DIRECTIONS FOR THIS TASK: Reproduce all of the material below verbatim, leaving out the pictures.

DATA SUPPLIED:
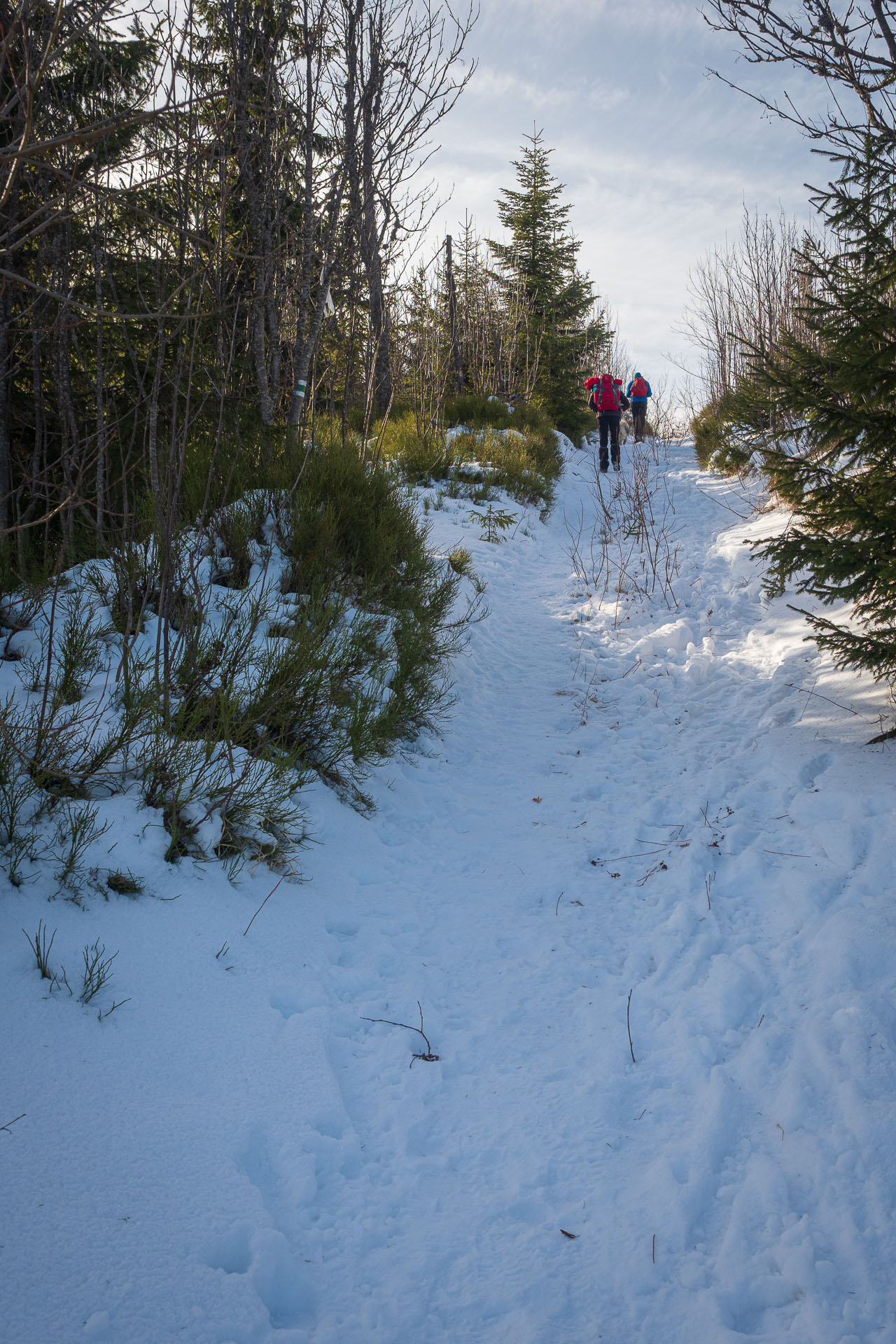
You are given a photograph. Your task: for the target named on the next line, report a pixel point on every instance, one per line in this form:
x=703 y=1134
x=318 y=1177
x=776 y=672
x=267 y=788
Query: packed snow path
x=637 y=819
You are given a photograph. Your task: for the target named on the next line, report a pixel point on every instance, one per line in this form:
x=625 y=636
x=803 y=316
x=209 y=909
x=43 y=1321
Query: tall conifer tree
x=540 y=258
x=837 y=386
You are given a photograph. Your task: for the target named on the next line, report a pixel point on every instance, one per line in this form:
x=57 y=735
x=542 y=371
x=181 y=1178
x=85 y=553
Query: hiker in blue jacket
x=637 y=391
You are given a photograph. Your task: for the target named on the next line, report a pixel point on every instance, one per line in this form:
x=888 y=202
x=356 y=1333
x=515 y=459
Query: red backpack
x=606 y=394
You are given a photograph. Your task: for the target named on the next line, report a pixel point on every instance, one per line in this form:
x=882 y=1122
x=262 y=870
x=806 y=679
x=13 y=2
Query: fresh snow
x=637 y=816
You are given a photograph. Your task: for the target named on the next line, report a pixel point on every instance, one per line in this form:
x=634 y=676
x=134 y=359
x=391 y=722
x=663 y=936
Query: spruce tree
x=540 y=260
x=836 y=386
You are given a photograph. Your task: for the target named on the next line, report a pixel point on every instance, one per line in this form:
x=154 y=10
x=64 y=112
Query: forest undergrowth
x=298 y=634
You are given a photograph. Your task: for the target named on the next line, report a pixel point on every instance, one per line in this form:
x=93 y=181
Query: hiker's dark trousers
x=609 y=429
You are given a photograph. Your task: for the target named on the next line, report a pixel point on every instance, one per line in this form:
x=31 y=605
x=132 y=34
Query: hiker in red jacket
x=608 y=402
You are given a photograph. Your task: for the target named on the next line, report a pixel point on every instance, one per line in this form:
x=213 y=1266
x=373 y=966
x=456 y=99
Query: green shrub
x=719 y=438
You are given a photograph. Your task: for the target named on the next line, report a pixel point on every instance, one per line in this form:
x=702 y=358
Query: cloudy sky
x=657 y=156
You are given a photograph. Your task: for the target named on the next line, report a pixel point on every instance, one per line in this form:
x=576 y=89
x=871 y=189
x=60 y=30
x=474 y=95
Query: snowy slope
x=636 y=818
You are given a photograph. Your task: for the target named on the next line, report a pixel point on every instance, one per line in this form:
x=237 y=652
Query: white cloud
x=657 y=156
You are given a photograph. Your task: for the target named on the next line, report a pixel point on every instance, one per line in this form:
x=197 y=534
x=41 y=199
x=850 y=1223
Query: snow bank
x=641 y=889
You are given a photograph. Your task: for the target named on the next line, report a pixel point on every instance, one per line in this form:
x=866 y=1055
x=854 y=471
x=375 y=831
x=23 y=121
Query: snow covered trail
x=641 y=823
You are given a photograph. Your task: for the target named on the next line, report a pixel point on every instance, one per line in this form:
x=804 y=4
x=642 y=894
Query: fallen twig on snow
x=261 y=907
x=430 y=1058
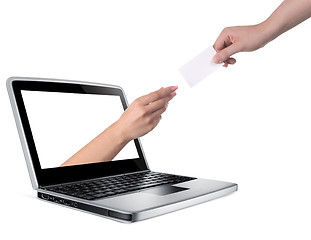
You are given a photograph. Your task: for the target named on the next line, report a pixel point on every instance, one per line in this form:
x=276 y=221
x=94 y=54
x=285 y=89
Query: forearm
x=289 y=14
x=102 y=148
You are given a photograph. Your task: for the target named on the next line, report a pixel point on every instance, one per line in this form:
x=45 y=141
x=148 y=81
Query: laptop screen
x=57 y=118
x=63 y=123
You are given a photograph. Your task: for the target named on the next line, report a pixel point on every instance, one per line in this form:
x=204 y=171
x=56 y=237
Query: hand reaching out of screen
x=142 y=116
x=144 y=113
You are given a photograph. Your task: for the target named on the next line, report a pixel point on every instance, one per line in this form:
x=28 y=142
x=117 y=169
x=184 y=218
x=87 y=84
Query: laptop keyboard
x=107 y=187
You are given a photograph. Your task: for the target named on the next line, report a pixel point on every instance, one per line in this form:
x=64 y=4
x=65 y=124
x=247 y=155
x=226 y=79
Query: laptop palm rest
x=165 y=190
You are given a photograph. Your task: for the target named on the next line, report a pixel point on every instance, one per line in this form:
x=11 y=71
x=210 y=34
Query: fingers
x=224 y=54
x=161 y=93
x=163 y=102
x=225 y=47
x=229 y=61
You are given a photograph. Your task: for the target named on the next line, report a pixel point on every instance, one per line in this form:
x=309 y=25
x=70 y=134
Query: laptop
x=55 y=118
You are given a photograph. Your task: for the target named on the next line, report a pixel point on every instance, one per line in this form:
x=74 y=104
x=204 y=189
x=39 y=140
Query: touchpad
x=164 y=190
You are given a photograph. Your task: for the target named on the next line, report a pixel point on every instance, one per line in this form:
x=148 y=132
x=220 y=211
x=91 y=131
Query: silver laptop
x=55 y=118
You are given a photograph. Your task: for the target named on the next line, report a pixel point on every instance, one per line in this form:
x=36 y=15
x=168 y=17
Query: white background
x=248 y=124
x=63 y=123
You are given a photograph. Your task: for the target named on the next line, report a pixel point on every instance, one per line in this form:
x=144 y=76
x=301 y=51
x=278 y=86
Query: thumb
x=225 y=53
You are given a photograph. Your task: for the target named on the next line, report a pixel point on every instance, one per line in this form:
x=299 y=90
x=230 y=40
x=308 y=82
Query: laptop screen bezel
x=52 y=176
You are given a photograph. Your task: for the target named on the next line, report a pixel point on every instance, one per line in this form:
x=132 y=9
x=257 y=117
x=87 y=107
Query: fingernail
x=216 y=59
x=174 y=88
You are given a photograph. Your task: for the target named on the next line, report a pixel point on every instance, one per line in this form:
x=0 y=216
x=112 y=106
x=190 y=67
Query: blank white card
x=199 y=67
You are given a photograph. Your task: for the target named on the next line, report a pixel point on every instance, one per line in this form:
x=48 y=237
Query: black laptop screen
x=60 y=118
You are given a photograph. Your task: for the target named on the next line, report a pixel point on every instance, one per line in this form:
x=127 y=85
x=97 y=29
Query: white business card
x=199 y=67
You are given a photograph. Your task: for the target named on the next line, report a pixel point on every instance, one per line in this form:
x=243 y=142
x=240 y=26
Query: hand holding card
x=199 y=67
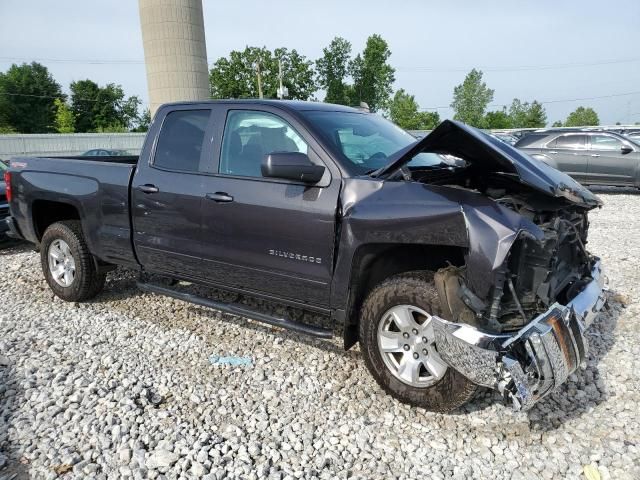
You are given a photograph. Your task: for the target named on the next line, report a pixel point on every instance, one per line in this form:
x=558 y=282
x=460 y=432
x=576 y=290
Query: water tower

RIGHT ANSWER:
You are given a photograph. Your task: for the target named on the next line, report a pixel point on every instance, one per line in this form:
x=703 y=1134
x=318 y=1177
x=776 y=672
x=267 y=788
Query: packed snow path
x=637 y=819
You are given a photograph. Your task: for the target named on the next line, report a pixel point on every instance, one per line in this form:
x=625 y=636
x=803 y=316
x=209 y=909
x=43 y=1321
Query: tall conifer tree
x=540 y=258
x=837 y=386
You are given a photograph. Your task: for the target named on the next line, report a pixel point on every instance, one per line in this form:
x=57 y=735
x=542 y=371
x=181 y=1178
x=85 y=553
Query: hiker in blue jacket
x=637 y=391
You are given a photograph. Your task: for the target named on the next line, report a pixel point on every instance, one per line in this form:
x=888 y=202
x=356 y=1333
x=515 y=459
Query: red backpack
x=606 y=394
You are given a photograph. Your task: for the target named on the next line, report a pixel point on every instance, one per line in this form:
x=882 y=1122
x=262 y=870
x=806 y=679
x=13 y=2
Query: fresh snow
x=637 y=816
You are given a photograph. Your task: for the target named on the next line, report a pixel point on every instance, one per line in this form:
x=634 y=676
x=134 y=359
x=391 y=722
x=663 y=936
Query: spruce tree
x=540 y=260
x=836 y=386
You are given a photograph. Your task: for the target named on the next line, report a pixel point on every instance, one per line in this form:
x=154 y=10
x=64 y=112
Query: forest undergrowth
x=298 y=634
You are given a photograph. Your task: for the target named on the next line, report a pixel point on every instance, one per line in this form:
x=93 y=181
Query: hiker's dark trousers
x=609 y=429
You are given a photograph. Your task: for the target named on the next line, report a pixel point on every instance, one per line in this form:
x=31 y=605
x=132 y=34
Query: hiker in red jacket
x=608 y=402
You are given a photograph. Your task: for the target named on the next line, report a pixel point on every instance, one per line in this form:
x=213 y=1266
x=373 y=966
x=456 y=99
Query: green shrub
x=719 y=438
You are given a photograph. Your task: for the target named on the next line, report a pixel point on every instance, one per line in this form:
x=702 y=358
Query: cloudy sky
x=657 y=156
You are given a photograph. Your task: for the target named on the next line, report a pixel point on every instance, one per line in this form:
x=576 y=89
x=871 y=189
x=60 y=30
x=474 y=95
Query: snowy slope
x=636 y=818
You are given a photograph. Your task: for the target named on the next line, report a pixel point on every instance, one per line in this form:
x=237 y=652
Query: white cloud
x=657 y=156
You are given a photograph. Your task: for the target named on the next line, report a pixel point on every instance, one per line in this form:
x=197 y=534
x=41 y=199
x=850 y=1223
Query: snow bank
x=641 y=889
You are given a photograph. Your task: for the target named on the next line, report a pixel point on every instance, one per line in this form:
x=866 y=1055
x=854 y=471
x=375 y=831
x=23 y=121
Query: snow covered trail
x=641 y=823
You are given a photograph. Your task: for the target named on the next line, report a pixel point on every instance, one per line in this form:
x=804 y=4
x=642 y=894
Query: fallen twig on snow
x=261 y=907
x=430 y=1058
You are given a photograph. Your task: for the target named on the next line, report a pixel point on every instance, one per line in this form:
x=276 y=221
x=94 y=54
x=285 y=89
Query: forearm
x=289 y=14
x=102 y=148
You are given a photograph. Your task: for the target named on the next line, report a pixel point on every instance, one per line in this form:
x=45 y=141
x=148 y=81
Query: laptop screen
x=57 y=118
x=63 y=123
You are given a photograph. Your task: for the target named on the next line, report a pixel point on every instance, one per line in this form:
x=204 y=171
x=56 y=237
Query: hand reaching out of screen
x=142 y=116
x=144 y=113
You are given a photograph. Your task: for the target named on the next line, report a pixel point on every instance, one per line in this form:
x=28 y=142
x=117 y=169
x=184 y=218
x=87 y=84
Query: laptop keyboard
x=107 y=187
You are given a photograph. Your task: for the target named on the next line, report a pixel point on every instance, one per line in this form:
x=64 y=4
x=65 y=124
x=247 y=155
x=226 y=79
Query: laptop palm rest
x=165 y=190
You are given a photograph. Your task: for the target named on the next line, report a pixel point on every instance, one per line in this form:
x=11 y=71
x=210 y=34
Query: fingers
x=224 y=54
x=161 y=93
x=163 y=102
x=225 y=47
x=229 y=61
You are given a photograph. Your task: for the target named on the next line, report a pixel point on every instance, one per line in this form:
x=309 y=25
x=70 y=134
Query: laptop
x=55 y=118
You are given a photograph. Your task: for the target named on the next line, report a pixel point on every instance, one per line in this form:
x=74 y=104
x=204 y=189
x=39 y=140
Query: touchpad
x=164 y=190
You are given a photograph. Your task: for the target named on the next line, report a pixel point on every instance, one per line in this form:
x=148 y=132
x=220 y=211
x=91 y=131
Query: silver laptop
x=55 y=118
You are given a photograph. Your task: for the target named on the next line, report a pixel point on every instance, one per line in this form:
x=36 y=15
x=168 y=17
Query: white background
x=248 y=124
x=63 y=123
You are given a photograph. Your task: for the target named on the next line, report a pixel point on every instance, one per line in this form:
x=144 y=76
x=301 y=51
x=278 y=86
Query: thumb
x=225 y=53
You are given a photograph. Your task: for the target named on the next line, report a pixel point on every instance, one per line in this form:
x=299 y=90
x=230 y=40
x=308 y=82
Query: laptop screen bezel
x=52 y=176
You are given a photograph. Your task: for the target named on the next line, report a pixel point on every instance, one per line in this form:
x=132 y=9
x=257 y=117
x=87 y=107
Query: fingernail
x=216 y=59
x=174 y=88
You are given a photograph. Your task: for the target named on the next line, report a pixel point on every instance, one per line in this form:
x=0 y=216
x=112 y=106
x=190 y=67
Query: blank white card
x=199 y=67
You are given a photograph. Your task: for the target named on the next line, report a pixel point on every instance, one per line in this form:
x=48 y=237
Query: black laptop screen
x=60 y=118
You are given a photograph. Your task: for the target named on the next line, report a pixel point on every instance, one per line in this form:
x=127 y=85
x=97 y=29
Query: white business card
x=199 y=67
You are given a photograph. Your task: for the target named on the next line, report a pixel point on every instance, one per line in this form:
x=243 y=142
x=240 y=26
Query: hand holding card
x=199 y=67
You are given a photograph. Your task: for the target named on the next line, report a pixel point on every instance, one per line in this form:
x=558 y=282
x=460 y=432
x=576 y=290
Query: water tower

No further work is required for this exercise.